Passage:
The predicted sphingid was discovered 21 years later and described as a subspecies of the one African species studied by Wallace: Xanthopan morganii praedicta, for which, the subspecific name praedicta ("the predicted one") was given. The Madagascan individuals had a pink, rather than white, breast and abdomen and a black apical line on the forewing, broader than in mainland specimens. Molecular clock models using either rate- or fossil-based calibrations imply that the Madagascan subspecies X. morgani praedicta and the African subspecies morgani diverged 7.4 ± 2.8 Mya (million years ago), which overlaps the divergence of A. sesquipedale from its sister, A. sororium, namely 7.5 ± 5.2 Mya. Since both these orchids have extremely long spurs, longspurs likely existed before that and were exploited by long-tongued moths similar to Xanthopan morganii praedicta. The long geological separation of subspecies morgani and praedicta matches their morphological differences in the color of the breast and abdomen.

Information given:
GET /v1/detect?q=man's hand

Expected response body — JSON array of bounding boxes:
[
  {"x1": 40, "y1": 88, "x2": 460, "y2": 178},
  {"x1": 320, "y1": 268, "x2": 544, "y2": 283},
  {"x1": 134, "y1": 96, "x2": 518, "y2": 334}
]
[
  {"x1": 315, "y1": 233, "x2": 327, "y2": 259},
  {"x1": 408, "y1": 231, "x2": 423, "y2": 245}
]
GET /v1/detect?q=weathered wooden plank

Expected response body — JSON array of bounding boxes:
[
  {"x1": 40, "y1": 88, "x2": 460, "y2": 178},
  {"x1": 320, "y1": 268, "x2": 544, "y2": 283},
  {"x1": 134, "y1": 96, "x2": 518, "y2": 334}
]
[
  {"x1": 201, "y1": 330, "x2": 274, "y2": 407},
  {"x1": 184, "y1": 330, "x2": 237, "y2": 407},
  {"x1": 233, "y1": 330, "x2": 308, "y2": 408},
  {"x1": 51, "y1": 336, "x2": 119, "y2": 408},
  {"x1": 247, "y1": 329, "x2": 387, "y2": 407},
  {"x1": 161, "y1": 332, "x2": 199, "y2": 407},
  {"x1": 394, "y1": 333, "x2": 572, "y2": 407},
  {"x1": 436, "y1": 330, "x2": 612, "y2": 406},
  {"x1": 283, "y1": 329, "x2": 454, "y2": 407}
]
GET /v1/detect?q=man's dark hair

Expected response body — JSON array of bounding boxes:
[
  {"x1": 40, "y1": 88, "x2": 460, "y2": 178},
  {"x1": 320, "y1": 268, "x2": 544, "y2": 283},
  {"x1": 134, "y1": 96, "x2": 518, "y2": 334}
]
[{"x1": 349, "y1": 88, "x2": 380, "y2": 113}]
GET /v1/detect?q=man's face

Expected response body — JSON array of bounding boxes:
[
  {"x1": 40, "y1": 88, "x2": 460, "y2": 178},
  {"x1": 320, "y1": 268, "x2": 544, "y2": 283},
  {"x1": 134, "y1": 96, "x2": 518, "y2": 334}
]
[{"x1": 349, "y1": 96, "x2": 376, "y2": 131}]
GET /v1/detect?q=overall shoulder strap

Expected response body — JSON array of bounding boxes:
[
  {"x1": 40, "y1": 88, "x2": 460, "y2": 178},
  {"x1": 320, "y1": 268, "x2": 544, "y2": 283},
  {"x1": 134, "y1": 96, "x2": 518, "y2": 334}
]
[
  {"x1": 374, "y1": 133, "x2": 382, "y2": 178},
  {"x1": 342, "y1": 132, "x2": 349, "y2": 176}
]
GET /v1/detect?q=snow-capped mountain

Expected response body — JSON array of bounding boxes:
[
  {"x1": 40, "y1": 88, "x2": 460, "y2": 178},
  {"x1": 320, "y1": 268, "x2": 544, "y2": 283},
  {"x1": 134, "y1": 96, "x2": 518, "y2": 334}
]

Work instructions:
**a)** Answer these questions from the passage on the predicted hawk moth:
(i) How many years passed before the predicted sphingid was discovered?
(ii) What color were the breast and abdomen of the Madagascan individuals?
(iii) What divergence date is given for A. sesquipedale from its sister, A. sororium?
**b)** Carry on the passage on the predicted hawk moth from its last sentence.
The records have nothing to do with the passage and should be treated as separate material.

Task-by-task results:
**a)**
(i) 21 years.
(ii) Pink.
(iii) 7.5 ± 5.2 Mya (million years ago).

**b)**
Relationships and species

The Sphingidae is sometimes assigned its own exclusive superfamily, Sphingoidea, but is alternatively included with the more encompassing Bombycoidea. Following Hodges (1971) two subfamilies are accepted, namely the Sphinginae and Macroglossinae. Around 1,450 species of hawk moths are classified into around 200 genera. Some of the best-known hawk moth species are:
 Privet hawk moth (Sphinx ligustri)
 White-lined Sphinx (Hyles lineata)
 Death's-head hawk moth (Acherontia atropos)
 Lime hawk moth (Mimas tiliae)
 Poplar hawk moth (Laothoe populi)
 Convolvulus hawk moth (Agrius convolvuli)
 Catalpa sphinx (Ceratomia catalpae)
 Hummingbird hawk-moth (Macroglossum stellatarum)
 Elephant hawk moth (Deilephila elpenor)
 Vine hawk moth (Hippotion celerio)
 Spurge hawk moth (Hyles euphorbiae)
 Oleander hawk moth (Daphnis nerii)
 Pandora sphinx moth (Eumorpha pandorus)
 Tomato worm (Manduca quinquemaculata)
 Tobacco hornworm (Manduca sexta)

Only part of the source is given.